Copie da resenha do show "Invento" o trecho que vai de "Terça-Feira, 07/12/2010, Jornal" até "e Dulce Quental.", trocando "brisa leve" por "brisa fresca".

▶ **TEXTO**
§

Textos

TEXTO I - SHOW INVENTO

POR MARIANO KLAUTAU FILHO

Show 'Invento' marca a volta de Sônia Nascimento

Terça-Feira, 07/12/2010, Jornal O Diário do Pará


O show da cantora Sônia Nascimento no Reator é uma brisa leve e deliciosa no circuito musical da cidade. Suave e original, “Invento” marca a volta desta cantora desde suas incursões com as bandas Jardim Elétrico e Florbella Spanka nos anos 90. A voz de Sônia é particular e sutil. Delicada e firme, opera nos meios-tons com um timbre levemente aveludado. Não lembra, mas remete à mesma qualidade de vozes como as de Clara Sandroni e Dulce Quental.

A delicadeza da voz se mostra logo de cara na abertura. A canção “Clarear”, de Renato Villaça, é quase um mantra. De melodia minimalista que vai se repetindo várias vezes e de sonoridade derramada, a canção envolve a plateia e define o conceito sonoro do show: repertório construído com composições contemporâneas de gerações distintas e que dialogam na percepção poética (muitas vezes melancólica), mas sobretudo viajante e positiva sobre o mundo. Esta cosmovisão amorosa se observa de modos diversos tanto em “Água” (Kassin) como na belíssima “Balada de Agosto” (Fagner e Zeca Baleiro). A identidade do repertório vai se construindo ao longo do show com canções de Nei Lisboa, Moska, Zé Miguel Wisnick, Dulce Quental e dos paraenses Edir Gaia e Renato Torres, entre outros.

Cantora e músicos sabem o que tocam e cantam, pois partilham das mesmas visões elétricas sobre o mundo. Buscam, pesquisam, vivem a música. A presença de Renato Torres (direção musical e guitarra) é fundamental. Cheio de charme pop, sabe ser sofisticado na medida certa. Seus comparsas no palco, outro deleite. Rubens Stanislaw (atuante desde os tempos da “MoonShadow”) no baixo é discreto e preciso. Diego Xavier é a surpresa da nova geração, pelo menos para mim. Cuida da percussão, toca muito bem seu bandolim e ainda traz de brinde um sorriso que imprime um otimismo no ambiente.

§

▶ **TRECHO DOS DADOS**

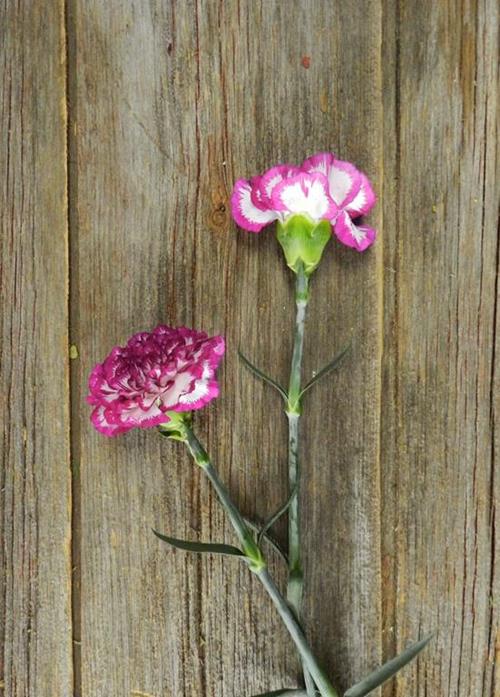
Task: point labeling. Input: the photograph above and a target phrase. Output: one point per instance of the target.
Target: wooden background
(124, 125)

§

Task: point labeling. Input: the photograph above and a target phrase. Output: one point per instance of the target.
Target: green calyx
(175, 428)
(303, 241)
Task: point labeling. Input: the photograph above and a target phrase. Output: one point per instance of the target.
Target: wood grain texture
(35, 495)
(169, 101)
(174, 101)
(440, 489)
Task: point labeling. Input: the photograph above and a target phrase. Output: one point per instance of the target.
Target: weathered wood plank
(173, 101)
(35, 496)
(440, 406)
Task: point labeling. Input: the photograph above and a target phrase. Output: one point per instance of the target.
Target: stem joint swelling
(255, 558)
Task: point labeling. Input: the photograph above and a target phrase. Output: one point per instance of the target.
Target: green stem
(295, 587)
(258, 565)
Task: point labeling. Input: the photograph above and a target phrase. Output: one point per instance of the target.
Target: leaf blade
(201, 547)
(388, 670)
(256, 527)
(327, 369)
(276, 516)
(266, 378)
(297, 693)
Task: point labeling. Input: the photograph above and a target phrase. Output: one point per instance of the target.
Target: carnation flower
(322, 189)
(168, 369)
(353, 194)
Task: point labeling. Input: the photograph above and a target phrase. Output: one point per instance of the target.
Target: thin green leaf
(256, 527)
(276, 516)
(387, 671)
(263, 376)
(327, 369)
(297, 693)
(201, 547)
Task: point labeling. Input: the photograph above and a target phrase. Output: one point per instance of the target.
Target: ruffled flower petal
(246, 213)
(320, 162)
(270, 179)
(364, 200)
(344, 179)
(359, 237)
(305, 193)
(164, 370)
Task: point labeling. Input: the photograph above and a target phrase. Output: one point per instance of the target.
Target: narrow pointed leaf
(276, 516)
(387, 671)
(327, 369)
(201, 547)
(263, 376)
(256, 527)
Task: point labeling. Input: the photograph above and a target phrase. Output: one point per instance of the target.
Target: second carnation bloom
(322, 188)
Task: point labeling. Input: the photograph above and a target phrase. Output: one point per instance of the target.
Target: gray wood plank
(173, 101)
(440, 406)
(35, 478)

§

▶ **RESPOSTA DA TAREFA**
Terça-Feira, 07/12/2010, Jornal O Diário do Pará


O show da cantora Sônia Nascimento no Reator é uma brisa fresca e deliciosa no circuito musical da cidade. Suave e original, “Invento” marca a volta desta cantora desde suas incursões com as bandas Jardim Elétrico e Florbella Spanka nos anos 90. A voz de Sônia é particular e sutil. Delicada e firme, opera nos meios-tons com um timbre levemente aveludado. Não lembra, mas remete à mesma qualidade de vozes como as de Clara Sandroni e Dulce Quental.